'This bill is a mess:' AG Kaul, advocates attack GOP for considering rape kit bill
MADISON — Democratic Attorney General Josh Kaul and sexual assault victim advocates made a last-ditch effort Wednesday to save a pair of bipartisan bills intended to prevent a backlog of untested rape evidence kits, blasting Republicans' divisive substitute proposal as a partisan attempt to ensure nothing becomes law this session.
The Republican-backed bill adopts the same kit submission and tracking protocols laid out in the original bills but contains provisions requiring police to notify immigration officials if attackers are in the country illegally and allowing students assaulted by other students or teachers to enter the state's school choice programs. Both proposals are non-starters with Democrats. Gov. Tony Evers would almost certainly veto the legislation if it reaches him.
“This bill is a mess,” Kaul told Republicans on the Assembly Health Committee during a hearing on the measure. “It clearly was designed to introduce topics that you all know would be divisive.”
The committee's chairman, Rep. Joe Sanfelippo, fired back that the legislation incorporates elements of the first two bills.
“There's no reason not to support this bill," Sanfelippo said. “It has exactly what you want but it goes a little bit further with additional rights and protections.”
Tens of thousands of sexual assault evidence kits in the U.S. have gone untested for a variety of reasons. Sometimes prosecutors decide cases are too weak to pursue or victims refuse to cooperate. Victim advocates have been pushing for years to get the kits tested in hopes of identifying serial offenders.

Work task:
Reproduce the portion of the rape kit bill article above, starting with "The committee's chairman, Rep." and going on through "identifying serial offenders.".

Point-per-instance location data:

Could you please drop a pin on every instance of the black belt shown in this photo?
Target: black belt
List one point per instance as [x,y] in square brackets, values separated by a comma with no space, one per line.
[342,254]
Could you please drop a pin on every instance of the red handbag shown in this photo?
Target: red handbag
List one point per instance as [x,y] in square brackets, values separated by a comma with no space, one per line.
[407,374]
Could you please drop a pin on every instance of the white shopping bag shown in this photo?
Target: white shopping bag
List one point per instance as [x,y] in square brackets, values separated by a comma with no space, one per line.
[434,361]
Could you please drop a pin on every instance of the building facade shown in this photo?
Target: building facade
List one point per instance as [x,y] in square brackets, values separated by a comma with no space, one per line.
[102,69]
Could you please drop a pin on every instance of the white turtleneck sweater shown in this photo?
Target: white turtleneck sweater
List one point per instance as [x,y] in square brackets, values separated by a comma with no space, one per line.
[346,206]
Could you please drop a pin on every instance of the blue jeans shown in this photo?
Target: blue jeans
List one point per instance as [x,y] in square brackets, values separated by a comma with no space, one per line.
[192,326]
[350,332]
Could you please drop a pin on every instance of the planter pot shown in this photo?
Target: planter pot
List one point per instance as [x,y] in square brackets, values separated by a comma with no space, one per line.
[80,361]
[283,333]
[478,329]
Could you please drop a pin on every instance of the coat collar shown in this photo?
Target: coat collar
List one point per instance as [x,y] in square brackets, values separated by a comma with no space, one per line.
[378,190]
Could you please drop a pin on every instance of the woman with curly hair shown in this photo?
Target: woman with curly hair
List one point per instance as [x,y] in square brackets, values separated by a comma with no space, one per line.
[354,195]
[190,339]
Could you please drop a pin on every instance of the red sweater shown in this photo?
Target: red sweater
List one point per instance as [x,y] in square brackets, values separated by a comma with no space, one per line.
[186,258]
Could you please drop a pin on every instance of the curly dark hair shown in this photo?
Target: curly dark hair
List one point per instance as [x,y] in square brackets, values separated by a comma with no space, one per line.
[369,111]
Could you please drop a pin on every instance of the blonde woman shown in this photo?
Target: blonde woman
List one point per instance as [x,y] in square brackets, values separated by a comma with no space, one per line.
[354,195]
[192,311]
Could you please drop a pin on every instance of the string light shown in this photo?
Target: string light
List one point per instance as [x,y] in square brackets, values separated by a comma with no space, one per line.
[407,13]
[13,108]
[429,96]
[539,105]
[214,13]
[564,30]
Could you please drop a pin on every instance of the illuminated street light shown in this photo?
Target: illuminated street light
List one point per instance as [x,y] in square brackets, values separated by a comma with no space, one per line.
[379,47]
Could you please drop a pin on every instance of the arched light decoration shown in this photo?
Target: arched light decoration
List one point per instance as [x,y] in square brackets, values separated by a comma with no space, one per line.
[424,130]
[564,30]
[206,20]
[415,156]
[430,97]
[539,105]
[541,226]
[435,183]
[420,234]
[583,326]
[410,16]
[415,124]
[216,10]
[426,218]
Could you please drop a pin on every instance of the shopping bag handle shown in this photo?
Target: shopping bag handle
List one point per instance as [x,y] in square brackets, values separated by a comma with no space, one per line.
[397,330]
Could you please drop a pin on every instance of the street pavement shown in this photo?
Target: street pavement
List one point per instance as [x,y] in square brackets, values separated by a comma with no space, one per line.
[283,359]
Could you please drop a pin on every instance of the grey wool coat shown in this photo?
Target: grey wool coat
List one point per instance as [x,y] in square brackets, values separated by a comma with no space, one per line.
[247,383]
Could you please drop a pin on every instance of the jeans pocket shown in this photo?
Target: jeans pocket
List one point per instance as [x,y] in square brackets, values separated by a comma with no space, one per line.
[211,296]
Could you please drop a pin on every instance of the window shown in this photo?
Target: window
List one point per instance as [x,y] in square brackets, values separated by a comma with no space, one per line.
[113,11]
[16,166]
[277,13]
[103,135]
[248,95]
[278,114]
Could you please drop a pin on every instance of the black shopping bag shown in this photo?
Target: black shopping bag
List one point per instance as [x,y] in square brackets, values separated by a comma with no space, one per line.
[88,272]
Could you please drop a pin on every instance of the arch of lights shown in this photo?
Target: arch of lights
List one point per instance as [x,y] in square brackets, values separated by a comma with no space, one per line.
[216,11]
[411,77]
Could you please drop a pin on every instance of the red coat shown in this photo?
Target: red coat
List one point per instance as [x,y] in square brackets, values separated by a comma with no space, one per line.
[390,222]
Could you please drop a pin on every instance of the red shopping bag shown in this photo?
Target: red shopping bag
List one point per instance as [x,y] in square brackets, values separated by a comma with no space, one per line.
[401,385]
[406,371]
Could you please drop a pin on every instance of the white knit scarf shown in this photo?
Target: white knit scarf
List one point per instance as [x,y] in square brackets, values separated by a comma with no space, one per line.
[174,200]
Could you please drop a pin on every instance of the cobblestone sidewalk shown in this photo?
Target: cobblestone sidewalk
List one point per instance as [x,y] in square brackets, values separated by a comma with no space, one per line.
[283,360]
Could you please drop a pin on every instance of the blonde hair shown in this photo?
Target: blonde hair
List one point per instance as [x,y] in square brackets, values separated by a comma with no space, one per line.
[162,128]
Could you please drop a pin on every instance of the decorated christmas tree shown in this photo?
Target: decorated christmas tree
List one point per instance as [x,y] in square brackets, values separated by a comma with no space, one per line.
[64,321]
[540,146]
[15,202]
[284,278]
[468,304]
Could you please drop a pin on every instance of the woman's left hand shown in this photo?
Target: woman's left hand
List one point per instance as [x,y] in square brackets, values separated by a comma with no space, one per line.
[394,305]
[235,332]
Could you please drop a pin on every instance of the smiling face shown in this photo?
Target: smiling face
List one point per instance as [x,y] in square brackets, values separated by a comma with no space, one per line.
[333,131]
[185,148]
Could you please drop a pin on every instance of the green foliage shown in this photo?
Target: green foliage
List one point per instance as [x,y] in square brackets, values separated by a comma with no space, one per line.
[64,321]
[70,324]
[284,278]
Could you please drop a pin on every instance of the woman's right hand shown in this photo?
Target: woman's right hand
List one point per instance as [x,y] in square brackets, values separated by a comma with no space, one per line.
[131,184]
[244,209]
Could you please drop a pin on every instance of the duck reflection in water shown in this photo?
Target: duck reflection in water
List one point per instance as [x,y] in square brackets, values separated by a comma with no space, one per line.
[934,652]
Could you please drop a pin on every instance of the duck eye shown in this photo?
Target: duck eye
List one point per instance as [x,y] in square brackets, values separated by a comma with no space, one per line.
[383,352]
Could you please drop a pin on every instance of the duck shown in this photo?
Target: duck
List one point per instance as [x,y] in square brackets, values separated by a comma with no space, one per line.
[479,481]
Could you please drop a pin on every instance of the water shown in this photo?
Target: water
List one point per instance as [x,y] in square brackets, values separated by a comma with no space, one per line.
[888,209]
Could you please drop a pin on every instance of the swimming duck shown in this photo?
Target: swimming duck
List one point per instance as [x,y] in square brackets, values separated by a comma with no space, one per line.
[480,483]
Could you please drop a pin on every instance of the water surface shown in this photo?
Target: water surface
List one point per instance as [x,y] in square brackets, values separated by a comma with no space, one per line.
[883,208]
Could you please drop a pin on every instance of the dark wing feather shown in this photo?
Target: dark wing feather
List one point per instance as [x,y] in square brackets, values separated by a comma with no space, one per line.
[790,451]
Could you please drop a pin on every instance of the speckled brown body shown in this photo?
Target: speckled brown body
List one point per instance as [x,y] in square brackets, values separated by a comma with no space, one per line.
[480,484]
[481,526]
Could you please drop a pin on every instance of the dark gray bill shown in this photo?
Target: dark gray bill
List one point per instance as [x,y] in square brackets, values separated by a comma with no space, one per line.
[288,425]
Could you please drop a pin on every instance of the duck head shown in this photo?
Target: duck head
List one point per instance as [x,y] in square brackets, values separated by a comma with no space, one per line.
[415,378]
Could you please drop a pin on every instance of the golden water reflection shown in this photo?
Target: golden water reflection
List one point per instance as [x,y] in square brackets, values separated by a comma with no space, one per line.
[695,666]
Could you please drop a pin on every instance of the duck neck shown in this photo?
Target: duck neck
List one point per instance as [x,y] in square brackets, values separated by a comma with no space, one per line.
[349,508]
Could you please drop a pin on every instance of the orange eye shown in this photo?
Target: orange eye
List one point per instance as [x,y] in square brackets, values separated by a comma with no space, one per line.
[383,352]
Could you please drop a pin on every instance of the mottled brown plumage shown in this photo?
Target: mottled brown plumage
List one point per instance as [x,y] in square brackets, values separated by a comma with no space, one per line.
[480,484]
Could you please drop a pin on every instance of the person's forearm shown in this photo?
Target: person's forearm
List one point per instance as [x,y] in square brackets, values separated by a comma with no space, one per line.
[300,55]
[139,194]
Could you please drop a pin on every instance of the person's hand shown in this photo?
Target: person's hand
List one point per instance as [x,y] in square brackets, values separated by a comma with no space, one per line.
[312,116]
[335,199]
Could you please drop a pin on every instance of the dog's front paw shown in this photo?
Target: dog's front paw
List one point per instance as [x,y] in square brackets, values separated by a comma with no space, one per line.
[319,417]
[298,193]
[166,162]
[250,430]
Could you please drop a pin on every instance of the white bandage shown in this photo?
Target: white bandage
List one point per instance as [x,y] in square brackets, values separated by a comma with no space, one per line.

Exercise answer:
The committee's chairman, Rep. Joe Sanfelippo, fired back that the legislation incorporates elements of the first two bills.
“There's no reason not to support this bill," Sanfelippo said. “It has exactly what you want but it goes a little bit further with additional rights and protections.”
Tens of thousands of sexual assault evidence kits in the U.S. have gone untested for a variety of reasons. Sometimes prosecutors decide cases are too weak to pursue or victims refuse to cooperate. Victim advocates have been pushing for years to get the kits tested in hopes of identifying serial offenders.